— Problem —
Please restate the listing that follows without changing anything.

— Provided records —
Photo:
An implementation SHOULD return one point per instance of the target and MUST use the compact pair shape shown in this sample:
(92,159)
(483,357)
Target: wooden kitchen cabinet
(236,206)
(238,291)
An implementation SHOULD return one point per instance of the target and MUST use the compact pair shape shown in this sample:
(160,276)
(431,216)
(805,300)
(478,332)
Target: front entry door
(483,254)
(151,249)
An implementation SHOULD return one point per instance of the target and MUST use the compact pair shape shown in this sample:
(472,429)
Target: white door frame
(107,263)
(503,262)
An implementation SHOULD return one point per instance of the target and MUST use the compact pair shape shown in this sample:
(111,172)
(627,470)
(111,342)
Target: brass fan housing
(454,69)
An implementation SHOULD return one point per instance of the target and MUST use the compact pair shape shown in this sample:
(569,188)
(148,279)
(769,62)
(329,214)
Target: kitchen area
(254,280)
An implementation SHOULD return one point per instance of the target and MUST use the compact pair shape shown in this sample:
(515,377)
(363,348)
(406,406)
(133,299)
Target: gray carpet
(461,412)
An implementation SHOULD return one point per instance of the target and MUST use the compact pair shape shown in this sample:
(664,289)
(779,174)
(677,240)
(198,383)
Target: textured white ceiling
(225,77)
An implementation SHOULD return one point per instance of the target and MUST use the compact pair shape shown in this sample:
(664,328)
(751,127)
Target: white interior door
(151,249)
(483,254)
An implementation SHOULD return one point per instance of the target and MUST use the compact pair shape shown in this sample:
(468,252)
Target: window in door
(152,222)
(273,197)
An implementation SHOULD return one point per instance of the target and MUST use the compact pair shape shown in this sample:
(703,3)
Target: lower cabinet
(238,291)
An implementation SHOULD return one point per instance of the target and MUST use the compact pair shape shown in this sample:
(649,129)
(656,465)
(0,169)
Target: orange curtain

— Result —
Photo:
An implementation SHOULD return one point per instance of the target and MUST use the compact pair shape shown in this sample:
(92,159)
(483,357)
Target: wooden kitchen cabinet
(236,206)
(238,291)
An implementation SHOULD return one point per instance of the target and MUST use the compact pair shape shown in this sample:
(160,276)
(431,216)
(805,300)
(478,332)
Target: front entry door
(483,254)
(151,249)
An implementation SHOULD return one point per instance of the target and MUST use the compact pair shape shown in this sample:
(472,429)
Target: white door frame
(107,263)
(503,262)
An implementation SHOULD return one point per instance of the target and MUST use the compact pair shape shown in this sample:
(111,172)
(627,470)
(111,342)
Target: brass fan housing
(454,69)
An implementation SHOULD return one point per instance of the target and MUST use the compact pair shape shown in this sample:
(569,188)
(148,279)
(769,62)
(329,214)
Target: kitchen area
(254,280)
An implementation SHOULD return one point per instance of the target and MUST use the compact pair shape shown in this sample:
(515,377)
(363,348)
(406,406)
(133,299)
Target: gray carpet
(461,412)
An implementation SHOULD return one point per instance of the target and MUST use the compact pair shape shown in this sample:
(664,289)
(779,174)
(677,240)
(198,383)
Target: textured white ceiling
(225,77)
An implementation SHOULD return one point per instance of the target and MUST use the compact pair shape shown in this sample:
(664,328)
(751,127)
Target: white interior door
(151,249)
(483,254)
An implementation SHOULD return one point per instance of the target and MUST use the compact pair shape shown in this sample:
(468,252)
Target: window in door
(152,222)
(273,197)
An implementation SHOULD return one point per instance of the target and MUST use the compact pair shape shown in this sample:
(703,3)
Target: lower cabinet
(238,291)
An implementation SHOULD return one point per instance of the target and MUST use the compact pair shape shown in this sample:
(649,129)
(656,465)
(0,169)
Target: orange curtain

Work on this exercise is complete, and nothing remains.